-- Records shown follows --
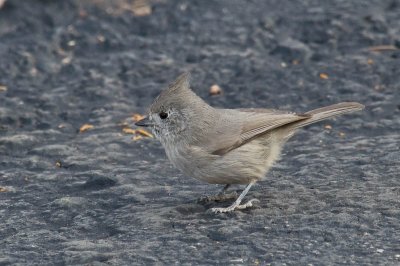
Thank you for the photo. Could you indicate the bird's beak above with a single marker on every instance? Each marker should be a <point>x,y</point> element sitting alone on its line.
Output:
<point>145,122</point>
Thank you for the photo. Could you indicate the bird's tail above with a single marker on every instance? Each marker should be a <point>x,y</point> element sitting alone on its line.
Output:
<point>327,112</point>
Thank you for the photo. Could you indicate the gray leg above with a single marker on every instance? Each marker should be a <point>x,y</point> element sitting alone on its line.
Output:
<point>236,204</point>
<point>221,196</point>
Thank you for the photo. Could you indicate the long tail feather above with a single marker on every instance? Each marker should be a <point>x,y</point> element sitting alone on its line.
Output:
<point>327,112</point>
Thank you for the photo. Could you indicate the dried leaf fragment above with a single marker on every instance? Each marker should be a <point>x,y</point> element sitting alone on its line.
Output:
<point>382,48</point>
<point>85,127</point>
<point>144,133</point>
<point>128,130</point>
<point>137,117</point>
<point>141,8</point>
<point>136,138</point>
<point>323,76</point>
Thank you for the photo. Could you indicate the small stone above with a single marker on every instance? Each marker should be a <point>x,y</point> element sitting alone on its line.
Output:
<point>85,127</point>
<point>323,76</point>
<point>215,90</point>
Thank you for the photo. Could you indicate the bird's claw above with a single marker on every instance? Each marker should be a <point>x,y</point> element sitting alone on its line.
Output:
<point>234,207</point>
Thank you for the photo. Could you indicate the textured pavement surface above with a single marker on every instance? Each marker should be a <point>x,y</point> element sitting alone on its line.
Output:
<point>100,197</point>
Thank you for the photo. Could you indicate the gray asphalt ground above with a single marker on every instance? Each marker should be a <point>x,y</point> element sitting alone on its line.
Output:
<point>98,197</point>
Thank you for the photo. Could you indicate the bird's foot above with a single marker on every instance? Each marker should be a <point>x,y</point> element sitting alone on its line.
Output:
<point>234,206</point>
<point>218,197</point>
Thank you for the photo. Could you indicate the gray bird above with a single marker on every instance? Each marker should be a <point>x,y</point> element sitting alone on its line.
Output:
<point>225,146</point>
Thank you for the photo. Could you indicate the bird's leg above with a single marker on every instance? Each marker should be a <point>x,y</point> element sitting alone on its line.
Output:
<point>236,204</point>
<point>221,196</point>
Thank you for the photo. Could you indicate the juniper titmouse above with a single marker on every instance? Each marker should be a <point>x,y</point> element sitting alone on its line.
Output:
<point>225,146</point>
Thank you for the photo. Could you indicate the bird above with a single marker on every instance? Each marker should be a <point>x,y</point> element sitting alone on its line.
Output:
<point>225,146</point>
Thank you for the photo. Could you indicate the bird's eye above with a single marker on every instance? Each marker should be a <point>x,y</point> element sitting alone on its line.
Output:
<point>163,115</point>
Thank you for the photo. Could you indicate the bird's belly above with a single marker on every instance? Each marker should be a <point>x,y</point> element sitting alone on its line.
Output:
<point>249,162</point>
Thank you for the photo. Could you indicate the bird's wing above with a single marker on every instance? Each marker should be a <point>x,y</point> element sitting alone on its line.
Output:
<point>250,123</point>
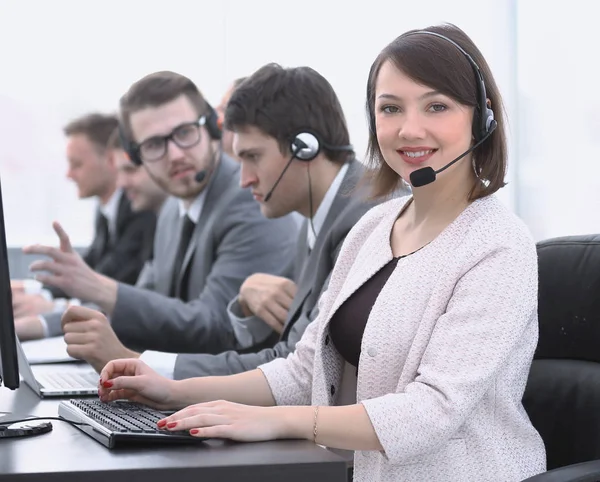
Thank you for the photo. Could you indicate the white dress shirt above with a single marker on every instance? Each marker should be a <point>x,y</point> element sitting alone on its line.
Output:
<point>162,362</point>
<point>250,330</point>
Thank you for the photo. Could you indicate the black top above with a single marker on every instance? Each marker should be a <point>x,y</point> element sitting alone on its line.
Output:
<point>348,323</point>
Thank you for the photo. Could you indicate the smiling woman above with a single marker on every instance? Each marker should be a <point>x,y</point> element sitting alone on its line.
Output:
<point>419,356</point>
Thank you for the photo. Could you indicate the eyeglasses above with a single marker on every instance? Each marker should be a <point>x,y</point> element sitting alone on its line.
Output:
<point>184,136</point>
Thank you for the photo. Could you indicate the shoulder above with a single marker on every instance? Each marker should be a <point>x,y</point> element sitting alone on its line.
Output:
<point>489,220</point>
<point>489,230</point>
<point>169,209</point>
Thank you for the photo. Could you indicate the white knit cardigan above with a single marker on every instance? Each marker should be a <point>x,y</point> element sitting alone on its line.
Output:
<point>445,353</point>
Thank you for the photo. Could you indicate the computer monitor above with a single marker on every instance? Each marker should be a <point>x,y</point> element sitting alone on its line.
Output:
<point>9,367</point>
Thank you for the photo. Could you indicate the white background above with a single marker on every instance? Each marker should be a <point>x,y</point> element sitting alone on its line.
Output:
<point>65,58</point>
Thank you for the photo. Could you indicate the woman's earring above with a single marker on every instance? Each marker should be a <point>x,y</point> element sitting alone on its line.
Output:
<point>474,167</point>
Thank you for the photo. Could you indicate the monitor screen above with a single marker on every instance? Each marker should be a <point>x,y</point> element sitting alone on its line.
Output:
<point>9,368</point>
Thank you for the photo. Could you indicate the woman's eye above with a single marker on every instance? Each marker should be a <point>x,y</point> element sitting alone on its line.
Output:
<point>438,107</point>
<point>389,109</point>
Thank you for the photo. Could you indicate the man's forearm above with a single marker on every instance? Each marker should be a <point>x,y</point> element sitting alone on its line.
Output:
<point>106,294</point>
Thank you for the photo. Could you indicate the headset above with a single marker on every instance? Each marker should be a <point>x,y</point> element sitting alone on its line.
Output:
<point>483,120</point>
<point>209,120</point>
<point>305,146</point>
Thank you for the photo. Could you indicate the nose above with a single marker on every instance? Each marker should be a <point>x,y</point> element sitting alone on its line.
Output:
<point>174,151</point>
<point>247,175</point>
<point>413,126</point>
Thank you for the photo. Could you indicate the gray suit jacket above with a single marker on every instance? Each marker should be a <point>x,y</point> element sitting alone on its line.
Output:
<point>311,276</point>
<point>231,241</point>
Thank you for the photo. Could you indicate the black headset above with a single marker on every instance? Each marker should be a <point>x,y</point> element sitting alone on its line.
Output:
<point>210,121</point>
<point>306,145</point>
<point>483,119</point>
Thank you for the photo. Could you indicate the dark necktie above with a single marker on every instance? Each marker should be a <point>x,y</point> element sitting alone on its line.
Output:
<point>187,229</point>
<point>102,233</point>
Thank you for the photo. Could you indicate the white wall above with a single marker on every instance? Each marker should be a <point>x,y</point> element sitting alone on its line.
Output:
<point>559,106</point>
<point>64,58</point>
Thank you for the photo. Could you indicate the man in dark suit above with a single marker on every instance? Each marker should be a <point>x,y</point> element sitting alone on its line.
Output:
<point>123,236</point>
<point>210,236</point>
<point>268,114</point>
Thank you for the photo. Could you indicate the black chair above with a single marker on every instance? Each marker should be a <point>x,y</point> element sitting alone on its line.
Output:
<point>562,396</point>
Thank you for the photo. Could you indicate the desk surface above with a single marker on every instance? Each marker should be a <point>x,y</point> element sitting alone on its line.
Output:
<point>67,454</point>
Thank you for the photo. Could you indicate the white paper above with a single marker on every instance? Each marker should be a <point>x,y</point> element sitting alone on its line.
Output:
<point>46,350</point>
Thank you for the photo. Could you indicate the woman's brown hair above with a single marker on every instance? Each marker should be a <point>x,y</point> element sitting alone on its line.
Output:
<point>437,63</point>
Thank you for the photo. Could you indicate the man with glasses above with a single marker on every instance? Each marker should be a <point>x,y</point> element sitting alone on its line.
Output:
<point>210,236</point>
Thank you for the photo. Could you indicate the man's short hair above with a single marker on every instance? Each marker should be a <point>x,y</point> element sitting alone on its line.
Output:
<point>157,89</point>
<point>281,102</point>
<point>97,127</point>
-- Records shown concluded --
▶ [Assigned task]:
Repeat the listing exactly; do not print any picture.

▶ [Solution]:
Thank you for the photo. Could you indicate the bird's beak above with a single marker on every instance? Each marker should be a <point>x,y</point> element sitting alone on its line.
Output:
<point>145,122</point>
Thank you for the photo. Could you indicate the bird's tail above with a single marker on every instance? Each marker should be a <point>x,y</point> element sitting alone on its line.
Output:
<point>327,112</point>
Thank you for the photo. Could you indicate the gray leg above with a single marker on every instance? Each marker should be a <point>x,y</point> element sitting alone on its line.
Output:
<point>236,204</point>
<point>221,196</point>
Thank you for the photo. Could you indicate the long tail feather above with a single marker on every instance? Each marker should be a <point>x,y</point> element sitting alone on its line.
Output:
<point>327,112</point>
Thank you for the photo. Could you indicate the dried leaf fragment above with a single marker on every instance? Each marker should be a <point>x,y</point> element sitting alone on its line.
Output:
<point>382,48</point>
<point>85,127</point>
<point>144,133</point>
<point>128,130</point>
<point>137,117</point>
<point>141,8</point>
<point>136,138</point>
<point>323,76</point>
Thank you for the photo. Could you indicate the small stone above with a single marker on every instance? Each marker should be a <point>x,y</point> element sitting alone on its line.
Output:
<point>85,127</point>
<point>323,76</point>
<point>215,90</point>
Thank you for the photo. Could you indicate the bird's claw above with a single marker on every instance? Each marker should be a <point>x,y</point> element sitting alone on its line.
Output:
<point>234,207</point>
Thank you for the photo. Could you indicate the textured pavement surface above with a single marker on every instance? Each marker should be a <point>x,y</point> element sitting alone on its line.
Output:
<point>100,197</point>
Thank you for the photo. Could you indicate the gray asphalt ground above with a single marker on every instance? Each marker should be a <point>x,y</point> element sitting alone on its line.
Output:
<point>98,197</point>
Thank you for the photo. Could you indicate the bird's foot above with a single marker on every instance? Each marker should be a <point>x,y</point> element sitting alone on its line.
Output:
<point>234,206</point>
<point>218,197</point>
Thank you for the photo. Could you indicate the gray bird above with a single marker on every instance? Each marker should be a <point>x,y</point> element sitting alone on its line.
Output:
<point>225,146</point>
Thank you for the photo. Could you indicate the bird's leg above with a single marker on every instance? Each marker should be a <point>x,y</point> element sitting alone on its line.
Output:
<point>236,204</point>
<point>221,196</point>
Thank you for the photo. Could you indicate the juniper titmouse above with a single marker on every instance? Each marker should be a <point>x,y</point> element sitting alone on its line.
Output:
<point>225,146</point>
Thank you for the photo. Could you indicate the bird above with a single marker on every instance? Each marker should be a <point>x,y</point> element sitting alone on its line.
Output:
<point>225,146</point>
Thank you for the photo. Could you indicate the bird's eye above with a single marker on every instance? Each marker should be a <point>x,y</point> element sitting alone on its line.
Output:
<point>163,115</point>
Thank you for the photo. Could you indicate the bird's belly above with a single marker on every instance? Each marker should be a <point>x,y</point> element sitting alone on its line.
Output:
<point>249,162</point>
Thank you for the photo. Could you indicate the bird's wing above with a single marker on every instance? Each marker should be a <point>x,y</point> element sitting alone on its line.
Output:
<point>250,123</point>
Thank you for the photo. Could you indicate the white dress shirt above with a single marker on every instance? Each marker should be a <point>x,y</point> element sitting alone on its line.
Output:
<point>162,362</point>
<point>250,330</point>
Thank you for the photo. Could you indicate the black top above with a single marker on every instance? Each marker should be a <point>x,y</point> element sitting alone on its line.
Output:
<point>348,323</point>
Thank you for the photo. Could you indicate the smiling woman above with a single marker on every instance? Each marker should be a <point>x,y</point> element sitting alone on its line.
Output:
<point>419,356</point>
Thank you for the photo. Could you indicate the eyeglasses above with a single marker on every instance? Each marker should be a <point>x,y</point> element sitting alone on its line.
Output:
<point>184,136</point>
Thank you for the photo. Could you indicate the shoulder above with a single marker on every instance? Each marker should be a <point>x,y</point> element sitting alone on its line.
Output:
<point>489,220</point>
<point>489,230</point>
<point>169,209</point>
Thank you for the photo. Could you indicate the white knit cardigan above with a single marker on every instance? Each marker should be a <point>x,y</point> element sitting alone on its line.
Output:
<point>445,353</point>
Thank you for the photo. Could you indicate the computer monitor above with a single marker on every instance? Each marker should be a <point>x,y</point> element sitting alone on its line.
Output:
<point>9,367</point>
Thank you for the photo. Could you indicate the white background above with a single marker on every instance? Each marker should be a <point>x,y</point> element sitting alone on its line.
Output:
<point>65,58</point>
Thank you for the photo. Could you indicate the woman's earring above with a single marker on every instance? Each marker should be a <point>x,y</point> element sitting alone on its line.
Output:
<point>474,167</point>
Thank you for the photo. Could you indicate the monitor screen above with a single marker on every instance? Each marker should be a <point>x,y</point> element sitting alone on its line.
Output:
<point>9,368</point>
Thank you for the photo. Could you indicate the woman's eye above with a single marker on every instance? Each marker should be a <point>x,y</point> element sitting alone on its line.
Output:
<point>438,107</point>
<point>389,109</point>
Thank you for the photo. Could you indicate the man's forearm above with a single marker on every instance? Each marker should be a <point>x,y</point> element sitting alone on its line.
Output:
<point>106,294</point>
Thank you for the photo. Could you indicate the headset above with a single marker on every instance? Each marker should be a <point>x,y</point> element sitting alone on its line.
Output:
<point>483,120</point>
<point>209,120</point>
<point>305,146</point>
Thank you for the photo. Could you indicate the nose above with a single marker on every instance? Each marker should be a <point>x,y</point> element sitting alone on its line.
Output:
<point>174,151</point>
<point>247,175</point>
<point>413,126</point>
Thank you for the photo. Could you indicate the gray suit jacket above with a single marker on every instance? Each marker should be a <point>x,y</point> element sitting alone on its line.
Output:
<point>311,276</point>
<point>231,241</point>
Thank you for the photo. Could you indicate the black headset above with a single marker on every instance? Each marker should be a <point>x,y</point> element sitting alone on its line.
Output:
<point>210,121</point>
<point>306,145</point>
<point>483,119</point>
Thank you for the photo. Could you indicate the dark necktie above with a single marker on every instance? Each marker should be a <point>x,y</point> element sitting alone on its line.
Output:
<point>187,229</point>
<point>102,233</point>
Thank you for the photo. Could you indicate the white wall above with a single marker on every instance? Each marker should be a <point>x,y</point> element sitting alone on its line.
Output:
<point>559,106</point>
<point>64,58</point>
Thank you for the photo. Could you indicate the man in dark suit above with a single marker on every instance? Each marker should be a <point>x,y</point> element sitting alone on its line.
Output:
<point>123,236</point>
<point>210,236</point>
<point>268,114</point>
Thank you for the photo. Could you indicate the black chair above with a single marker on every instance? Each marker should be a <point>x,y</point> element sitting alone on its line.
Output:
<point>562,396</point>
Thank you for the photo. Could you indicate the desk surface above with a single marker on every instance? Each marker should be a <point>x,y</point> element sitting alone on its line.
Output:
<point>67,454</point>
Thank you for the photo. Could you indicate the white paper above with a single marker on every instance? Each marker should be a <point>x,y</point> element sitting alone on its line.
Output:
<point>46,350</point>
Thank you for the photo. Could you indicate the woman's brown hair above with a single marker on every instance? Each marker should be a <point>x,y</point> element sitting alone on its line.
Output:
<point>437,63</point>
Thank you for the photo. Could you indicate the man with glasses above with a single marker on every instance? Each marker should be a <point>x,y</point> element sitting alone on its line.
Output:
<point>210,236</point>
Thank you for the photo. Could you indicate the man's short hair above with a single marker on every instance? Each marker should be a <point>x,y</point> element sitting alone on its line.
Output:
<point>157,89</point>
<point>281,102</point>
<point>97,127</point>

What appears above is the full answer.